Page extract

== Segment start ==

Identification and structural characterization of lactose adduct impurities in isosorbide dinitrate and hydralazine hydrochloride tablets by liquid chromatography-mass spectrometry and nuclear magnetic resonance studies

Isosorbide dinitrate and hydralazine hydrochloride tablets are approved for the treatment of heart failure, prolonged hospitalization for heart failure, and enhanced patient-reported functional status. It has been administered orally. Isosorbide dinitrate and hydralazine hydrochloride tablets contained two additional major unknown peaks (Degradation Product 1 and Degradation Product 2) in the stability studies (25 degrees C/60% relative humidity and 40 degrees C/75% relative humidity). These two unknown degradation peaks formed due to the heat (thermal) and humidity stress of hydralazine hydrochloride. Liquid chromatography separated these unknown degradant peaks. Initially, liquid chromatography-mass spectrometry assessed the degradation pathways and mass of two degradants. Afterward, preparative-liquid chromatography isolated the two major unknown degradation impurities formed under heat (thermal) and humidity stress conditions. Further, to confirm the structures, nuclear magnetic resonance spectroscopy evaluated these two degradants. The liquid chromatography-mass spectrometry and nuclear magnetic resonance spectral data confirmed that the two degradation impurities are hydralazine lactosone ring-opened adduct (Degradation Product 1) and s-triazolo [3,4-alpha] phthalazine (Degradation Product 2).

== Segment end ==

Given data
== Segment start ==

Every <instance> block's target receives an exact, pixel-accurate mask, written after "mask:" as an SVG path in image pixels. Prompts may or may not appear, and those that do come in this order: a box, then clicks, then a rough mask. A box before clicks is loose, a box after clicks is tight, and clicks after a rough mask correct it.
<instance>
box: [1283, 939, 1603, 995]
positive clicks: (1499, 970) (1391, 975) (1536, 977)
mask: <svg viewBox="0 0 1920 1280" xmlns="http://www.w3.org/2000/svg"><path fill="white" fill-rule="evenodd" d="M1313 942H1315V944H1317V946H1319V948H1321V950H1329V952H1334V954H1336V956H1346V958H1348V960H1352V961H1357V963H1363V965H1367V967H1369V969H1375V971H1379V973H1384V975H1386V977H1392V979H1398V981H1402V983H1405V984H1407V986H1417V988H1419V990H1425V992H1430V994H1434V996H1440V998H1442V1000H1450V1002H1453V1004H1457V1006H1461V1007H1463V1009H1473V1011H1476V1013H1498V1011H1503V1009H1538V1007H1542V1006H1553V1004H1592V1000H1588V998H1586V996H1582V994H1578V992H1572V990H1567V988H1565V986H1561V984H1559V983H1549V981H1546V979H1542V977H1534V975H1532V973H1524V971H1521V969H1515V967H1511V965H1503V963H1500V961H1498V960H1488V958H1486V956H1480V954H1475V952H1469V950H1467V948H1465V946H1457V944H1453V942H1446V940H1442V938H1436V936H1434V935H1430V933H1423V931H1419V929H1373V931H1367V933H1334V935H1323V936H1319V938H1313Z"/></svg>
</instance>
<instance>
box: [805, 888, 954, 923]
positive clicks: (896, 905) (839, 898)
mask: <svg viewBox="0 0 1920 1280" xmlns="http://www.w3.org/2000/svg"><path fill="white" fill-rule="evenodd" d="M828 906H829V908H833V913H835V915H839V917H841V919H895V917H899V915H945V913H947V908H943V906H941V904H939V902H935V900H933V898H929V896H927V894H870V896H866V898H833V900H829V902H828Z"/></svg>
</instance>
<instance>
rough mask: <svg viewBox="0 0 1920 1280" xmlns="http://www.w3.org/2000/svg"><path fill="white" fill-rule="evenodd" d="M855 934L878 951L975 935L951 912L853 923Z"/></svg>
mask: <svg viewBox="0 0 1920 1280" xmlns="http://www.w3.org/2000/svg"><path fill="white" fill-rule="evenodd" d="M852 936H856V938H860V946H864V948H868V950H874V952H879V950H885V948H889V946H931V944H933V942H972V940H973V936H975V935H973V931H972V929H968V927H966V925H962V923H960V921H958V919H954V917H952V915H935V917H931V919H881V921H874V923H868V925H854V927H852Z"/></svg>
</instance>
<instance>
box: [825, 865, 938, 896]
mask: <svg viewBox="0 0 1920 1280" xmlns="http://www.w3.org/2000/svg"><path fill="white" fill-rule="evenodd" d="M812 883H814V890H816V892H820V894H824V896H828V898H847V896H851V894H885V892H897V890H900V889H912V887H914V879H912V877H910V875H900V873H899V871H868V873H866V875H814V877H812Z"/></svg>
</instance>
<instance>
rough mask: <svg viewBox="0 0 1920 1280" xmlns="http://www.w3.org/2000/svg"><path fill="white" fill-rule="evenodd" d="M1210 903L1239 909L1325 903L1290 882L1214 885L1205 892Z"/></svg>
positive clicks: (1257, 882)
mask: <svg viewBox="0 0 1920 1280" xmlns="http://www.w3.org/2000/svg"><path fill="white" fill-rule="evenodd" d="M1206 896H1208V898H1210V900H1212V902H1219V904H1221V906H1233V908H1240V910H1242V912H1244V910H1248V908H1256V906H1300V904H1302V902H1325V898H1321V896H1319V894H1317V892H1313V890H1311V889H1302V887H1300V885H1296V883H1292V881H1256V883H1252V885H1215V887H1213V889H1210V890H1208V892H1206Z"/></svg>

== Segment end ==

What you will do
Answer these questions using the abstract on lactose adduct impurities in the heart failure tablets.
1. Under which two stability conditions did the two unknown peaks show up?
2. What method isolated the two major unknown degradation impurities?
3. What was Degradation Product 2 confirmed to be?

Solution to this task
1. 25 degrees C/60% relative humidity and 40 degrees C/75% relative humidity
2. Preparative liquid chromatography
3. s-triazolo [3,4-alpha] phthalazine